**The tasks**
1) Name every past market crash or downturn that the post about the bear market mentions.
2) Extend the post about the bear market being a speed bump, picking up after its final line.

**Document**
— Start —

10 Years from now this bear market will likely be viewed as a speed bump. Change my mind

We live in a world where we could look back at previous crashes and say that they were realistically speedbumps. 2008 although massive, can be viewed as a speedbump, Dotcom was also large, but also a speedbump. No crash can permanently impair the US Economy / stock market (closest was Great Depression, however, that will likely never happen again.)

I completely understand the bearish perspective and I understand the bullish perspective, but in the end the bulls always win....sounds cringy but it's true. Even though I'm short-term bearish and don't see this bear market going past 2023.

That being said, it's laughable when we see guys trying to compare this to 2008........this is nothing like it. 2008 was sheer panic and despair. The Financial System was on the brink of collapse, global governments had to intervene to prevent a global meltdown. The FED is simply hawkish in this episode due to inflation.....massive difference. This is more similar to the dotcom than 2008, but it still has large differences.

I'm looking forward to your perspectives, but 5yrs - 10yrs out, This would be a great buying opportunity.

Long the US Economy, Long US Stock Market.

Comments ( 35 )

— End —

**Entries provided**

— Start —

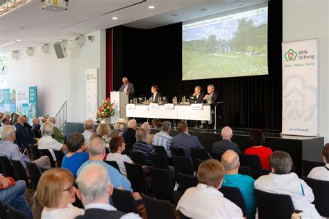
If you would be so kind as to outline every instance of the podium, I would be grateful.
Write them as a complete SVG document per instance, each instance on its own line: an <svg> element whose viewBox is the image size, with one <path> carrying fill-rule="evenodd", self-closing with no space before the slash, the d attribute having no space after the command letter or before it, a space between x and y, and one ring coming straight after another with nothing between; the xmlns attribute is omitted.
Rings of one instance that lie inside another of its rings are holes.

— End —
— Start —

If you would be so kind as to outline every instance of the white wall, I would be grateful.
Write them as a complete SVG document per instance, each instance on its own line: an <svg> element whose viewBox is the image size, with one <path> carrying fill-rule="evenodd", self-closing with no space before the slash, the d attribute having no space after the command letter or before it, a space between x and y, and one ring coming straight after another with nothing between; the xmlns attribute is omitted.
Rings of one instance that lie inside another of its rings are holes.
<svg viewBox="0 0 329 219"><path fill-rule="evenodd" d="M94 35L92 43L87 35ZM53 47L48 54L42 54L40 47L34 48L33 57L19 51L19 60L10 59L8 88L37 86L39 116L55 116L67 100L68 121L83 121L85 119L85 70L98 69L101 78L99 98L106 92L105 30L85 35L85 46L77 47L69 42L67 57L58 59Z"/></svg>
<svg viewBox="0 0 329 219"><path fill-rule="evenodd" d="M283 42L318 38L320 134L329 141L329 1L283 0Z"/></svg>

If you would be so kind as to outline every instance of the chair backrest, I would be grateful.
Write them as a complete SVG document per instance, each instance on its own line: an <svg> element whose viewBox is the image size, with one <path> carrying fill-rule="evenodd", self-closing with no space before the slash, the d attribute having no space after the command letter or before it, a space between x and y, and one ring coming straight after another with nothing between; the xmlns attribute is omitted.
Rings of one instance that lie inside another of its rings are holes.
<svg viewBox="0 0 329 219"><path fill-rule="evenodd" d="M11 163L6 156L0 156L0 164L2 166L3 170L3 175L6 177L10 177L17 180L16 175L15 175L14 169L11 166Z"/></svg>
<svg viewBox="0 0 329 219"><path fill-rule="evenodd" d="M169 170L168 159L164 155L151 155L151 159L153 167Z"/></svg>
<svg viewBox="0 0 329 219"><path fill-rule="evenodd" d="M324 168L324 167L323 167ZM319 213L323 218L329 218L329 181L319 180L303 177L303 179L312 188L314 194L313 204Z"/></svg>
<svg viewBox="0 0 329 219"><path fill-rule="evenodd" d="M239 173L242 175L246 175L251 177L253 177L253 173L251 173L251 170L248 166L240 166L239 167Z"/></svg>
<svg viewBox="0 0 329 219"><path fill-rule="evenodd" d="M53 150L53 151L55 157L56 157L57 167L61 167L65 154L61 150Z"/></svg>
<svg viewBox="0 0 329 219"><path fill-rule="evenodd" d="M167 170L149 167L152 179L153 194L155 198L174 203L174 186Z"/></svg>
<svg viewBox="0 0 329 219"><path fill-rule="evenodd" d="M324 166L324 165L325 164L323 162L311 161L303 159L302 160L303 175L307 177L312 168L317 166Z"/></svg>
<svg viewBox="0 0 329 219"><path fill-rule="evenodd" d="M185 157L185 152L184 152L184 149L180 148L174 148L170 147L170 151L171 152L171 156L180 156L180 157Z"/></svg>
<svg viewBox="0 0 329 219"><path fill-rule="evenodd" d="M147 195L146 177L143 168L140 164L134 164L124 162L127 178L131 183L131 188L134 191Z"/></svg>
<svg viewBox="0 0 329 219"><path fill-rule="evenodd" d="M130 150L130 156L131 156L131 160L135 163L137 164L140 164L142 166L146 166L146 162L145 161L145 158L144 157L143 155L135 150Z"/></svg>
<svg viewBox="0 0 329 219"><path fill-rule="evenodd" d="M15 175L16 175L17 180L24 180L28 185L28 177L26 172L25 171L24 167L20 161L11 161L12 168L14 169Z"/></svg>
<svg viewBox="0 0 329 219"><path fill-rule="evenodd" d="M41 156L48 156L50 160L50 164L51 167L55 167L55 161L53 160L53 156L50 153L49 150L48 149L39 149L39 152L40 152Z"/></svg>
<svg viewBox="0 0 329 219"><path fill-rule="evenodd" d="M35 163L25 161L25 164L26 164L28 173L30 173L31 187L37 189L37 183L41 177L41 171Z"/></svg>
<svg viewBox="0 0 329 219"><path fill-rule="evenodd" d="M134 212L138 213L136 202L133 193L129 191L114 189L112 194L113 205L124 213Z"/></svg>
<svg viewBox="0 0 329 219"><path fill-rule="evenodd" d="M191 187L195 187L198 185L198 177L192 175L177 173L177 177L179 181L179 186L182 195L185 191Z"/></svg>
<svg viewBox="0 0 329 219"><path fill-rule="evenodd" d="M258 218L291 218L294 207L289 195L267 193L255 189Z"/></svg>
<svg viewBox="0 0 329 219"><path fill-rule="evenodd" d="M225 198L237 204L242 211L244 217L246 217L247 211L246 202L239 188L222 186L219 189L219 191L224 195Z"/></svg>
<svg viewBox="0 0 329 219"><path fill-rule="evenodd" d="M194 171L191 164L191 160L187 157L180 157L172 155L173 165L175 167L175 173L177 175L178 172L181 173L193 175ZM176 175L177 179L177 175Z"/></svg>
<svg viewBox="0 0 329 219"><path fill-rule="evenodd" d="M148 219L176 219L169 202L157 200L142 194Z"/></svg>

— End —

**In response**
1) 2008, Dotcom, Great Depression

2)
10d
bobsmith4 , what's your opinion? Comment below:


Not pretending to be an expert.  But the thing that looks long term interesting to me here (maybe extending to 10 year horizons or more) is the current very messy geopolitics and its possible implications for reserve currency and global economy.   Could China and Russia and a few others start a new major trade axis and could world trade fragment into two big economic sub - communities?  Will using the dollar as a weapon backfire and lead to adoption of other standard currencies acceptable as mediums of exchange across nations?  These issues will slowly play out over long periods.

But very likely I'm just worried about the wrong things (and either there is nothing to worry about, or it is some other set of issues!).

  • 4
  • Associate 2 in PE - LBOs
10d

I think this is interesting but the capacity for reserves is nowhere near as high as in the US and the level of stability is pretty unparalleled too. RMB is only like 1% of reserves right now. My thinking is, if not the US, then who? I don't think Russia represents a marginally attractive place to park your dollars and China is a question mark still. Every country near China hates it. Maybe India parks their dollars there but SK JPY Vietnam no way

9d
maplesyrup334 , what's your opinion? Comment below:

A tendency for many investors is to extrapolate from the past and project it into the future. You should def read Howard Mark's "Sea of Change". Productivity is slowing down, population crisis is coming, diminishing returns in tech advancements, there are a lot of macro elements that are happening where the "BRR! Stonks always go up" won't actually happen.

  • PM in HF - EquityHedge
9d

Read it already, great book.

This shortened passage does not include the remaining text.